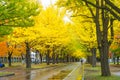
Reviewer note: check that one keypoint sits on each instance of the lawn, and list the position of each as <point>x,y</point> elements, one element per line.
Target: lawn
<point>93,73</point>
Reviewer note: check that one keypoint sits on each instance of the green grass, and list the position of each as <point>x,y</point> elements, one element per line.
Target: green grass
<point>6,74</point>
<point>61,75</point>
<point>93,73</point>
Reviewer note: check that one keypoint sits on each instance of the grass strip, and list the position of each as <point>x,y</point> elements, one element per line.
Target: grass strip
<point>94,73</point>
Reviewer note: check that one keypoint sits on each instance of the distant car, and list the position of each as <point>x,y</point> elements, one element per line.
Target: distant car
<point>2,65</point>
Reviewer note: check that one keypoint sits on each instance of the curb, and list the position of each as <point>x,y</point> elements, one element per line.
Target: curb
<point>8,75</point>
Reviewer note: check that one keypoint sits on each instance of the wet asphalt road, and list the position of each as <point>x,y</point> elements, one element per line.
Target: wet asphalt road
<point>39,74</point>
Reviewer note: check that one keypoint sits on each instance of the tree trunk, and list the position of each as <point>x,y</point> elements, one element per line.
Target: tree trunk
<point>41,57</point>
<point>9,58</point>
<point>53,58</point>
<point>48,57</point>
<point>93,50</point>
<point>28,57</point>
<point>57,58</point>
<point>117,60</point>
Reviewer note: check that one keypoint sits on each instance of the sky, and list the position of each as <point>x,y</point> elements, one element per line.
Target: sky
<point>46,3</point>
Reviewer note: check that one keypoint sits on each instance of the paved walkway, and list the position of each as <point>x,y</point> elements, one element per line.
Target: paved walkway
<point>44,74</point>
<point>76,74</point>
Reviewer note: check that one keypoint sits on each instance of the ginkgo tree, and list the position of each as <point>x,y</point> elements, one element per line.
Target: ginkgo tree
<point>16,13</point>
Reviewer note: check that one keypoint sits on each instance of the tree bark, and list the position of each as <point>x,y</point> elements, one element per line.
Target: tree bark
<point>9,58</point>
<point>93,50</point>
<point>28,57</point>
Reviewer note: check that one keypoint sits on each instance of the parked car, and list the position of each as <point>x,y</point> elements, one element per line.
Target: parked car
<point>2,65</point>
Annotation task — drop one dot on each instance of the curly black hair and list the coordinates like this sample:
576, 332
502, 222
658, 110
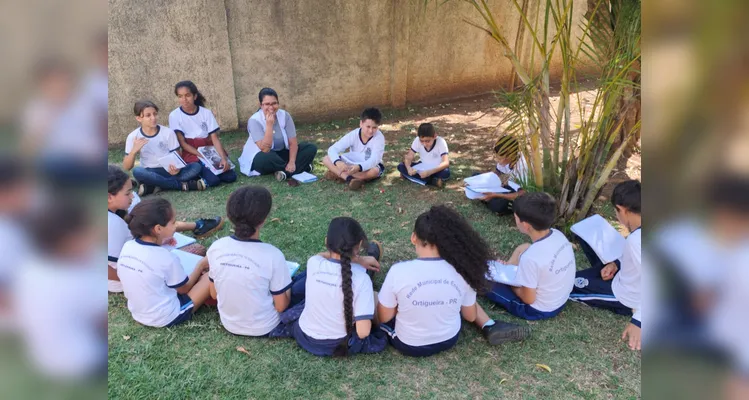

● **Your task**
Give back each of the records above word for word, apart from the pictures.

● **Solution**
Reviewer note: check that one keypoint sits on each instance of the lawn, and list the position of each as <point>x,y</point> elements, one element per line.
Target: lawn
<point>93,73</point>
Reviewer note: check that one keypoint sits on each instance of the green grass, and list the position of each as <point>x,y</point> elements, one element per line.
Target: green grass
<point>6,74</point>
<point>61,75</point>
<point>93,73</point>
Reviewer note: check that one keypoint sits on each instance of the grass strip, and list the position of each as <point>x,y</point> elements, one element per line.
Target: grass strip
<point>94,73</point>
Reviewer note: check that one keypoint sits on each instance of the distant car, and list the position of each as <point>x,y</point> elements, one element per line.
Target: distant car
<point>2,65</point>
Reviewer note: check that one keypoint sits on each instance of the curb, and list the position of each as <point>x,y</point> elements, one element per line.
Target: curb
<point>8,75</point>
Reviewer note: check that one keypoint sits on each instance of the wet asphalt road, and list the position of each as <point>x,y</point> elements, one element per line.
Target: wet asphalt road
<point>39,74</point>
Reviewer note: check that one keypoint sits on each instance of the tree trunk, and list the position of each as <point>x,y</point> elements, one element per line.
Target: tree trunk
<point>41,57</point>
<point>9,58</point>
<point>53,58</point>
<point>48,57</point>
<point>93,50</point>
<point>28,57</point>
<point>57,58</point>
<point>117,60</point>
Reviewer note: check that one keypoint sits on each instance of the sky, and list the position of each as <point>x,y</point> elements, one element per line.
Target: sky
<point>46,3</point>
Reviewer note: check that one keypoint sits on each instance of the paved walkway, and list the position of each as <point>x,y</point> elements, one element per line.
Target: paved walkway
<point>44,74</point>
<point>76,74</point>
Reviewer note: check that one keypoint sits on each instance of the ginkgo tree, and list the position of each as <point>x,y</point> elements, one element per line.
Target: ginkgo tree
<point>16,13</point>
Reviewer note: check that one keypoint sits on each instance of the tree bark, and list the position of each as <point>x,y</point> elements, one element per line.
Target: tree bark
<point>9,58</point>
<point>93,50</point>
<point>28,57</point>
Reviewer note: check that one keypoint sits on each instance of the parked car, and list the position of each as <point>x,y</point> elements, one element per line.
Target: parked car
<point>2,65</point>
Annotation task — drop one dot on each instance of the curly black hair and list the coordinates like this sample:
576, 332
502, 222
658, 110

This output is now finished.